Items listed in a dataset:
---
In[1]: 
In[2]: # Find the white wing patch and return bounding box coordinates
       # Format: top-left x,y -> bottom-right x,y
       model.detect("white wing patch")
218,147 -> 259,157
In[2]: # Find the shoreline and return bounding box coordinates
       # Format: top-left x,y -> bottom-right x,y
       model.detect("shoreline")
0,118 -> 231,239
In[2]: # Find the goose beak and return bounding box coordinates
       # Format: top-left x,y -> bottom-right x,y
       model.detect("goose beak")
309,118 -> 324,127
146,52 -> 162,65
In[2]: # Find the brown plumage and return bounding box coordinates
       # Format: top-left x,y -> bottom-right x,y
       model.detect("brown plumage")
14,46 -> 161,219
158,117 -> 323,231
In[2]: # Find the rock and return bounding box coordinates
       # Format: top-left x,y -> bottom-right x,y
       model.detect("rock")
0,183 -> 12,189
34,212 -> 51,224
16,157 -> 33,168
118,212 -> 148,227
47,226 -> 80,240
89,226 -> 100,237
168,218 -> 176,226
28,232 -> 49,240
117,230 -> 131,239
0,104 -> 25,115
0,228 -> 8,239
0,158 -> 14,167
---
▸ WORK REQUIRED
Can you rewrite every line of the records above as a Markdown table with two columns, "No." for the row number and "Line" for the line itself, leaving out any blank lines?

▸ OUTPUT FOR THIS EXERCISE
| No. | Line |
|---|---|
| 1 | In[1]:  |
| 2 | In[2]: # Find the white wing patch and return bounding box coordinates |
| 3 |        # Format: top-left x,y -> bottom-right x,y |
| 4 |        model.detect("white wing patch") |
| 5 | 218,147 -> 259,157 |
| 6 | In[2]: # Find the shoreline and return bounding box coordinates |
| 7 |        # Format: top-left x,y -> bottom-right x,y |
| 8 |        model.detect("shoreline") |
| 9 | 0,118 -> 231,239 |
| 10 | In[2]: # Find the goose beak and return bounding box coordinates |
| 11 |        # Format: top-left x,y -> bottom-right x,y |
| 12 |        model.detect("goose beak") |
| 13 | 309,118 -> 324,127 |
| 14 | 146,52 -> 162,65 |
| 15 | In[2]: # Find the brown plumage and return bounding box coordinates |
| 16 |        # Format: top-left x,y -> bottom-right x,y |
| 17 |        model.detect("brown plumage") |
| 18 | 14,46 -> 161,219 |
| 19 | 158,117 -> 323,231 |
| 20 | In[2]: # Find the rock and return bounding box coordinates |
| 21 |        # Format: top-left x,y -> bottom-right x,y |
| 22 |        model.detect("rock") |
| 23 | 0,183 -> 12,189 |
| 24 | 34,212 -> 51,224 |
| 25 | 16,157 -> 33,168 |
| 26 | 118,212 -> 148,227 |
| 27 | 47,226 -> 80,240 |
| 28 | 89,226 -> 100,237 |
| 29 | 168,218 -> 176,226 |
| 30 | 28,232 -> 49,240 |
| 31 | 117,230 -> 131,239 |
| 32 | 0,104 -> 25,115 |
| 33 | 0,228 -> 8,239 |
| 34 | 0,158 -> 14,167 |